_STATED EXERCISE A_. In the convex-nations thread, how far from the coast do territorial waters extend?
_STATED EXERCISE B_. Please copy the convex-nations thread word for word, starting with "Thanks for the" and going on through "Aguirre crosses Paraguay.".

Are there any convex nations?

A convex nation is one where: given two locations in the country the straight line connecting the two points lies entirely within the country (and not in the ocean). I can't find any countries that meet this definition.

If we add territorial waters, how many nations are convex? I can't find good maps that show territorial waters, so I don't know which nations have "dents" in their waters.
posted by thrako to Law & Government (54 answers total) 9 users marked this as a favorite
 
Bolivia, by your definition. It's landlocked. There are several landlocked countries.
posted by paulsc at 5:55 PM on May 23, 2008


I don't think Bolivia works. For example, consider the area near the border with Paraguay. e.g. if you picked Tarija and Puerto Aguirre as the two points, the line between them would run through Paraguay, violating the condition.
posted by dixie flatline at 6:03 PM on May 23, 2008


Response by poster: Bolivia, by your definition. It's landlocked. There are several landlocked countries.

Thanks for the response, but I'm looking for something else. I want the straight line between any two points in the nation to lie entirely within the nation. For Bolivia the straight line between Tarija and Puerto Aguirre crosses Paraguay.
posted by thrako at 6:03 PM on May 23, 2008


Well, the rivers that define so many borders lack the mathematical precision you would like for this. Including territorial waters probably gets you a lot of island nations, like Iceland. Papua New Guinea and Egypt look pretty close. Interesting question.
posted by Horselover Fat at 6:04 PM on May 23, 2008


Nauru is pretty close. But it does have a slight dent in the right side.
posted by Lazlo Hollyfeld at 6:08 PM on May 23, 2008


The extent of territorial waters is out to 22 km (or 12 nautical miles) from the coast. So if you go to wikipedia's list of island nations, and look for the smallest ones, like Antigua and Barbuda, those should work.
posted by UrineSoakedRube at 6:08 PM on May 23, 2008


Best answer: This is a good question. I don't think there are any. From a cursory look I found Morocco is close. Can you can change your question slightly to ask which are geometrically stars, i.e. where there is a 'center' from which a line drawn to any other point in the region is entirely in the region? It's a much weaker condition, still a cool mathematical property of regions, and you'll probably get some hits.
posted by monkeymadness at 6:09 PM on May 23, 2008


Interesting question. Egypt, no, just barely not. Because there are so many curvy borders I would expect this to be pretty rare if not impossible. I think Colorado and Wyoming are your best bets. You essentially need a country with no borders defined by natural features if you assume that all natural features are concave.
posted by GuyZero at 6:09 PM on May 23, 2008


Swaziland is close too.
posted by Lazlo Hollyfeld at 6:09 PM on May 23, 2008


Best answer: paulsc: entirely within the country - not just ocean. If you look at the CIA map, a straight line from Tarija to Puerto Aguirre will cross through Paraguay, thus leaving Bolivia.

_DATASET SECTION_.
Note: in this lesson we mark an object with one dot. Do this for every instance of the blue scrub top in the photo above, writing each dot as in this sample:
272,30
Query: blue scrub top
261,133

_CORRECT OUTPUT A_. 22 km (12 nautical miles)

_CORRECT OUTPUT B_.
Thanks for the response, but I'm looking for something else. I want the straight line between any two points in the nation to lie entirely within the nation. For Bolivia the straight line between Tarija and Puerto Aguirre crosses Paraguay.